• Exercise description: Pick up the passage on strengthening masonry walls against earthquakes where it stops, and write what comes next.

• Supplied passage:

▽

4.1. Seismic Strengthening

4.1.1. Reinforcement of Horizontal Joints of Masonry Walls

The procedure begins with the removal of the existing plaster from the joints to a depth of one-third of the wall’s width (Figure 5). Before removing the plaster from the joints, the wall must be stabilized and secured. After cleaning and washing the joints, a new mortar, extension, or cement is applied.

The reinforcement of masonry walls in joints is carried out with horizontal reinforcement, whereby the amount of reinforcement must be at least 2 Ø 6 mm for every 20 cm of wall height (Figure 6). This method is used to connect damaged parts of the wall, increase the bearing capacity, and additionally secure the masonry structures. Due to the good adhesion of the ribbed reinforcing bars and the mortar, whereby the reinforcement takes over the tensile stresses, the load-bearing capacity of the wall during shear increases.

The reinforcing bars are placed in the horizontal joints after applying the first layer of plaster, which is up to 2 cm thick. Care is taken to leave enough space (minimum 1.5 cm) for using the second layer of plaster. After the completion of this phase, the seismic strengthening of the masonry structure, it is possible to continue with the next one, which involves installing the thermal envelope and replacing the existing joinery.

4.1.2. Application of Reinforced Cement Coatings

This method envisages the application of a combination of reinforcing mesh and cement coatings on one or both sides of the wall [17]. For construction, the wall should first be prepared, the mortar joints should be cleaned to a depth of 10–15 mm, and then the cracks, if any, should be filled with the appropriate mixture, and the wall should be wetted with water and sprayed with cement milk. The first layer of 1.5–2.0 cm thick cement mixture can then be applied to the wall prepared in this way. A reinforcing mesh made of rods ∅ 4, 5, 6, 8, and 10 mm at 15 cm or 20 cm in both directions is placed over it, and it must be anchored in the wall (Figure 7). The holes in which the anchors are placed should have a minimum diameter of 5 cm, so that a layer of cement or epoxy mixture protects the anchors well. By applying the last final layer of cement mixture, the total thickness of the applied layers should not exceed 4 cm. These reinforcements are carried out continuously from the foundation to the intended floor. Reinforcement mesh must be anchored in vertical and horizontal beams.

△

• Listing:
▽

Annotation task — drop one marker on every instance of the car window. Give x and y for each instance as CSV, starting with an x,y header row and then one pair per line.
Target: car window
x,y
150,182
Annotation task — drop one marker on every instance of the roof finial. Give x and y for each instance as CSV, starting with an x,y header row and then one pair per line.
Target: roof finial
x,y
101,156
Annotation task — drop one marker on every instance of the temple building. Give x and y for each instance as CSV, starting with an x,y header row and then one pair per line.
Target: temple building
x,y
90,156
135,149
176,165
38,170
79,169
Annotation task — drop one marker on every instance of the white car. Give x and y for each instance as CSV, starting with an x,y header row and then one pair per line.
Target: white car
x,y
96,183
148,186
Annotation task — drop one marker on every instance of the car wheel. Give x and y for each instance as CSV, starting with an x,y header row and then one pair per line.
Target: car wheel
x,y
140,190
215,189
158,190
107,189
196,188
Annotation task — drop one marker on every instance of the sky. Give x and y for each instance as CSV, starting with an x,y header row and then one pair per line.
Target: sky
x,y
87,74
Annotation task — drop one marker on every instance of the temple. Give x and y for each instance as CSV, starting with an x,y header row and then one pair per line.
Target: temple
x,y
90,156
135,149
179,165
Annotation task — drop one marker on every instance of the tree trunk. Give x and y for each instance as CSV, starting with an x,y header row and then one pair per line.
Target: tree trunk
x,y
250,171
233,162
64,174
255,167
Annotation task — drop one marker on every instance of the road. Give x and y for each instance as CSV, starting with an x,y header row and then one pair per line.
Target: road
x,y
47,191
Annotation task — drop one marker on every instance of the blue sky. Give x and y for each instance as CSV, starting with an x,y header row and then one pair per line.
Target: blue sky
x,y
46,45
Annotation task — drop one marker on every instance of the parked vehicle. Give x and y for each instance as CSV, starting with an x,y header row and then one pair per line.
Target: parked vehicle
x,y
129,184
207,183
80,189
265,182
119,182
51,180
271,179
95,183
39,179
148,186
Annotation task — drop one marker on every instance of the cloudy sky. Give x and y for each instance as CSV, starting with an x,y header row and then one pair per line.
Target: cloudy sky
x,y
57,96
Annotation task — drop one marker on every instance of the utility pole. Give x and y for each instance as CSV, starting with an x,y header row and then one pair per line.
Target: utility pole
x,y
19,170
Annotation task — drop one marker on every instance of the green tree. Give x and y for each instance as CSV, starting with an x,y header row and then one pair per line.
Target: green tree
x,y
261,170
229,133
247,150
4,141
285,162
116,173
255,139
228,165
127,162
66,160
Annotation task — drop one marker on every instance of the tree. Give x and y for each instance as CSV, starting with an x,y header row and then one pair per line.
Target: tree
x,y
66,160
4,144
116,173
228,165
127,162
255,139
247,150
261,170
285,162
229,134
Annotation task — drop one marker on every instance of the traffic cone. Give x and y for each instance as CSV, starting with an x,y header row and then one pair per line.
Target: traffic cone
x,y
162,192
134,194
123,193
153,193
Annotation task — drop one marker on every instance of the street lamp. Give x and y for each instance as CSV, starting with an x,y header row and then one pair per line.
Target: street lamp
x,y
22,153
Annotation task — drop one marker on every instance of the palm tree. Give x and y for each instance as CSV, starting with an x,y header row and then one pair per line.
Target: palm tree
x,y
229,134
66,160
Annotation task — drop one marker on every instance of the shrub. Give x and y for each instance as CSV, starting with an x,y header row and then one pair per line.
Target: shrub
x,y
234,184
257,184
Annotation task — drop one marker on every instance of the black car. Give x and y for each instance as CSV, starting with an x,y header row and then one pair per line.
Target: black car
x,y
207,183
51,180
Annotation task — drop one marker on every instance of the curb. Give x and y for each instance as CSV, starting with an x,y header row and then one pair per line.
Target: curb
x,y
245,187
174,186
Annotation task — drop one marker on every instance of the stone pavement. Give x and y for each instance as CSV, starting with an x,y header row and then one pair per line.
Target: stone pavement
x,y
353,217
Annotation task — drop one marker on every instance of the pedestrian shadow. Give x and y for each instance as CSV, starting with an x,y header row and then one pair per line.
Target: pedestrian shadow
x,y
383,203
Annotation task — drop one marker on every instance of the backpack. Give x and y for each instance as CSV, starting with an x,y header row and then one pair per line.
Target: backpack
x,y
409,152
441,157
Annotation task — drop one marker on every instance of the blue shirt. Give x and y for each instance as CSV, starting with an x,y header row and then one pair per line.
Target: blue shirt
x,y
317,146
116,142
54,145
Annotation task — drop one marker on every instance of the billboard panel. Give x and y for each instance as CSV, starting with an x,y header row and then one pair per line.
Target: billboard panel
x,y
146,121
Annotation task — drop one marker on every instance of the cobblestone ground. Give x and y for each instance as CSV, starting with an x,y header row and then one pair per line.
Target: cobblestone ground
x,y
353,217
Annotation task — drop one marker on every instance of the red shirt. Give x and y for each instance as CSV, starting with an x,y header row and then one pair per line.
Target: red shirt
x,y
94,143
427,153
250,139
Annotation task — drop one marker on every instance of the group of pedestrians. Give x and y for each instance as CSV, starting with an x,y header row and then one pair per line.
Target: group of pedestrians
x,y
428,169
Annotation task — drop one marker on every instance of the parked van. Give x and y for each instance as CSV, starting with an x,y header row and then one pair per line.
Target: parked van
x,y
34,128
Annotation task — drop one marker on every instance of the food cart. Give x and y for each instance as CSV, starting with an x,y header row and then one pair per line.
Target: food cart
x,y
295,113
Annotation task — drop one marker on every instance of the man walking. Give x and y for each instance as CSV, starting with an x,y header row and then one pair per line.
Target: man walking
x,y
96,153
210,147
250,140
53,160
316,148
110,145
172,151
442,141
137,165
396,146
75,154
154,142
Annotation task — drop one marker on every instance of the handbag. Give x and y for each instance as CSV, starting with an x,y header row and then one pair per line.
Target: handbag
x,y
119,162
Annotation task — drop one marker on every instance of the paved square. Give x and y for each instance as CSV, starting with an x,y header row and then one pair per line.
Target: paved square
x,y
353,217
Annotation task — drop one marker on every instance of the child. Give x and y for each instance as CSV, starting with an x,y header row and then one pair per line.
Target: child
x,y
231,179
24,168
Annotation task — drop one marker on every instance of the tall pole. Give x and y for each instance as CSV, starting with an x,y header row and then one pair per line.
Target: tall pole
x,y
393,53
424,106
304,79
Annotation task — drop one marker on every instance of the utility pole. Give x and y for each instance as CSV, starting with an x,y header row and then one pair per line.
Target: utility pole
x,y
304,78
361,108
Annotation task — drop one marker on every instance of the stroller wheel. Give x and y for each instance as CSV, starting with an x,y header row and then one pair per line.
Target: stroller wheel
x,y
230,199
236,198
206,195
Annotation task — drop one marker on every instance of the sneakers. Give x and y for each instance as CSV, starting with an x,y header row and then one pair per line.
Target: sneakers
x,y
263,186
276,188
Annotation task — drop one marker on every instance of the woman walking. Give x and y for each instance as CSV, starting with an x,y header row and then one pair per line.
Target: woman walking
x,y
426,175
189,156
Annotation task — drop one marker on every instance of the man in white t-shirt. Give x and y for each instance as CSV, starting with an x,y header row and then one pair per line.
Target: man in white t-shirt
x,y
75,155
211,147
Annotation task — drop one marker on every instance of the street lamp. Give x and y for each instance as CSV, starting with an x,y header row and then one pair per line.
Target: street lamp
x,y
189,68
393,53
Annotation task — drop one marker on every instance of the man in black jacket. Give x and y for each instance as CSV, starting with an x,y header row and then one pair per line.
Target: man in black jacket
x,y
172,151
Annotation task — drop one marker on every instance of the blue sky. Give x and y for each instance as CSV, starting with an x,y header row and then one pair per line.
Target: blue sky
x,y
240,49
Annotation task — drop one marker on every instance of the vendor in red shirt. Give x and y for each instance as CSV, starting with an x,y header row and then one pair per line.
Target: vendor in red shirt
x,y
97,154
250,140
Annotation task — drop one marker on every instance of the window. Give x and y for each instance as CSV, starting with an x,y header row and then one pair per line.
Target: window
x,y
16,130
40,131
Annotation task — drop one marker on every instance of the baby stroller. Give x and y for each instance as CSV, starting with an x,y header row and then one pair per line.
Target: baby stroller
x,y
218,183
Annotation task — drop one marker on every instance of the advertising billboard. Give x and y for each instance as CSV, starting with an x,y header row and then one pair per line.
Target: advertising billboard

△

• Exercise result:
Figure 6 and Figure 7 illustrate the practical implementation of the seismic wall strengthening system, showing the low thickness of the complete system and its compatibility with the existing masonry base, which are the key advantages of these strengthening measures.

4.2. Energy Upgrading of Buildings

Previous measurements, recordings with appropriate equipment, and specific calculations have shown that heat losses through opaque walls, floor slabs, the roof, and other structural elements constitute a significant portion of a building’s total energy losses, highlighting the necessity of adequately insulated structures. The proposed solution, as seen in

Table 5. The thermal transmittance for existing and retrofitted case study buildings.

	Existing Building				Thermally Retrofitted Building
Name of the Structure	Image of the Existing Construction	Structure Composition	U (W/m2 K)	U max (W/m2 K)	Image of the Improved Construction	Structure Composition	U (W/m2 K)
External wall EW		1. lime mortar 2 cm 2. solid brick 38 cm 3. extension mortar 3 cm	1.214	0.40		1. lime mortar 2 cm 2. solid brick 38 cm 3.cement mortar 4 cm 4. insulation 8 cm 5. plaster 1 cm	0.321
Wall towards the unheated staircase IW1		1. lime mortar 2 cm 2. solid brick 38 cm 3. lime mortar 2 cm	1.107	0.55		1. lime mortar 2 cm 2. solid brick 38 cm 3. cement mortar 4 cm 4. insulation 5 cm 5. lime mortar 2 cm	0.419
Internal wall towards the unheated staircase IW2		1. lime mortar 2 cm 2. solid brick 25 cm 3. lime mortar 2 cm	1.429	0.55		1. lime mortar 2 cm 2. solid brick 25 cm 3. cement mortar 4 cm 4. insulation 5 cm 5. lime mortar 2 cm	0.458
Floor structure above the unheated basement FS		1. parquet on bitumen 2 cm 2. screed 2.5 cm 3. ribbed floor slab 20 cm 4. lime mortar 2 cm	1.258	0.40		1. parquet on bitumen 2 cm 2. screed 2.5 cm 3. ribbed floor slab 20 cm 4. lime mortar 2 cm 5. insulation 6 cm 6. plaster 1 cm	0.363
Flat roof structure FRS		1. gravel 7 cm 2. waterproofing insulation 1 cm 3. lean of concrete for a drop ≥3 cm 4. ribbed floor slab 20 cm 5. lime mortar 2 cm	1.909	0.20		1. gravel 7 cm 2. waterproofing insulation 1 cm 3. insulation 16 cm 4. vapor barrier 5. lean of concrete for a drop ≥3 cm 6. ribbed floor slab 20 cm 7. lime mortar 2 cm	0.191
Windows		Old wooden single-glazed windows with a secondary window	3.50	1.30		PVC double-glazed window based on two panes of 4 mm float glass, one with a standard emissivity coating, and a 15 mm argon-filled cavity	1.30

, involves interventions on the following structures:

• External walls—adding thermal insulation of mineral stone wool with a thickness of 8 cm on the outside of the façade wall with a thin final layer of plaster. The thermal insulation layer is fixed to the wall with plastic dowels, which should be long enough to pass through the thermal insulation and the cement mortar layer, and enter the brick wall. For the thermal insulation to be well fixed to the wall, it is necessary to use 6–8 dowels per m². At the corners, a larger number of 8–12 pieces per m² is required.
• Walls to the unheated staircase—the addition of thermal insulation material over the structurally reinforced wall.
• Roofing—the application of thermal insulation in panels made of 16 cm extruded expanded polystyrene (XPS), which is placed over the existing sealing structure, with appropriate layers of vapor-permeable and waterproof membrane below and a waterproofing system over the thermal insulation material.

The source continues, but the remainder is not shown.